How to complete this task: From the data below, return the exact lines starting at the line containing "of the metal" and ending at the line containing "of the wall", both included, and nothing else.

Material for this task:
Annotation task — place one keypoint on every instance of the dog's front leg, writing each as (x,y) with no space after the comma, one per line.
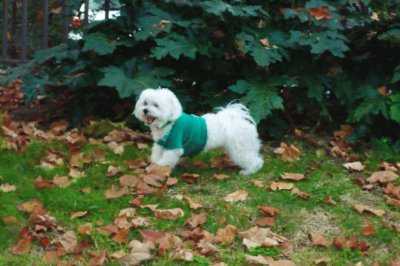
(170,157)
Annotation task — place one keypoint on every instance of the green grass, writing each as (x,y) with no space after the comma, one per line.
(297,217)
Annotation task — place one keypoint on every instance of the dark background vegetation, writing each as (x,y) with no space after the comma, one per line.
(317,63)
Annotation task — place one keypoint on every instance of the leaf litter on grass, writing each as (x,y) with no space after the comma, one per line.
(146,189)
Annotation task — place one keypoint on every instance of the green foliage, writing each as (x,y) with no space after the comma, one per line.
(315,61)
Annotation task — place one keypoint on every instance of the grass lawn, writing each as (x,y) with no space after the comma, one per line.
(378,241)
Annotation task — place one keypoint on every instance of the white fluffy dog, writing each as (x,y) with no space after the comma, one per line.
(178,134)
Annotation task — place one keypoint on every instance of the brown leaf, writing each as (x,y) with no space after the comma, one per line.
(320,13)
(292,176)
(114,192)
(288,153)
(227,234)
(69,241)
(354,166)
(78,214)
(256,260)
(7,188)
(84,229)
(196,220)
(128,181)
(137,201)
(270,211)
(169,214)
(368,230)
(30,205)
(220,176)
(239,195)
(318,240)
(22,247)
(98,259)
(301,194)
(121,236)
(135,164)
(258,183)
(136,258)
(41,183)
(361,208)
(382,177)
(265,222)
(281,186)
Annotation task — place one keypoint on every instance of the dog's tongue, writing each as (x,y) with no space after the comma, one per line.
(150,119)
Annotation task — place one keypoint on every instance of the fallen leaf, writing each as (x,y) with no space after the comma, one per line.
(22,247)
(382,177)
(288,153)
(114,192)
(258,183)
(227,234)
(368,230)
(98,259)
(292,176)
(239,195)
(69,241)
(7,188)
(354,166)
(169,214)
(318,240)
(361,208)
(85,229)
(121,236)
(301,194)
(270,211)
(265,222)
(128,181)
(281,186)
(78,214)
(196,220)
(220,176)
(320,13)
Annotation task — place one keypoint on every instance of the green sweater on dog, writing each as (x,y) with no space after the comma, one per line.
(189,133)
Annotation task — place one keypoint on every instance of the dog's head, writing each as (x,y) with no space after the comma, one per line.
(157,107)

==

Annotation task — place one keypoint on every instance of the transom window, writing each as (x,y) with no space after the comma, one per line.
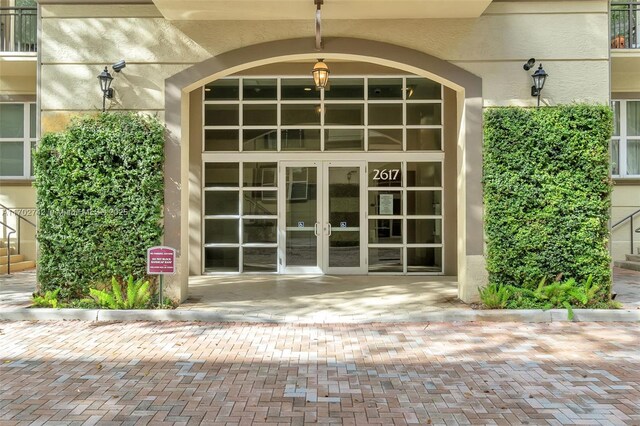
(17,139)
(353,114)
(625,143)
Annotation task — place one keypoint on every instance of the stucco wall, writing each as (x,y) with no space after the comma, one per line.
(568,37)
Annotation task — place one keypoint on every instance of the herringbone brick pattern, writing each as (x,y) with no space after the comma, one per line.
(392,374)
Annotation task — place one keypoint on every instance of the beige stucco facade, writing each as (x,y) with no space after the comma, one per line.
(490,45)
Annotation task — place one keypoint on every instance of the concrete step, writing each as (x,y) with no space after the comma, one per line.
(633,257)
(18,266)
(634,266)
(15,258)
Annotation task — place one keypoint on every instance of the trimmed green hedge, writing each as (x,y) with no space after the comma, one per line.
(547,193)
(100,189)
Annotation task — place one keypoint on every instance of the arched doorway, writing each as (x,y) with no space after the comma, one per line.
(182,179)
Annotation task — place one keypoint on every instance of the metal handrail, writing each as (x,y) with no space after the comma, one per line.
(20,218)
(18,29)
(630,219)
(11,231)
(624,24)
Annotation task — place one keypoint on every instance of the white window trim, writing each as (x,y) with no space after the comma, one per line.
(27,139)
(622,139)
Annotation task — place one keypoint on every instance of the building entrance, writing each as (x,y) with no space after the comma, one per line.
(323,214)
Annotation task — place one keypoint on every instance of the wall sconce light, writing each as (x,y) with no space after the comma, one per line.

Task output:
Annotation task — place one keypoint on every instance of the metal handrail, writing each as (x,y) with no space after the comma, one per line.
(20,218)
(18,29)
(630,219)
(11,231)
(624,24)
Annotation task — place one keypoint on every instance of the white window trim, writing each as (x,y) with no space after the comma, one per line.
(27,139)
(622,139)
Annotation task — place one keypoint on every instance of the building entrance, writing each as (x,y) with no space after the comma, one per line.
(323,214)
Annotation task — place one keypoint on every instance of the wall sconce light, writing each as (x,y) with no space after the comma, one per line.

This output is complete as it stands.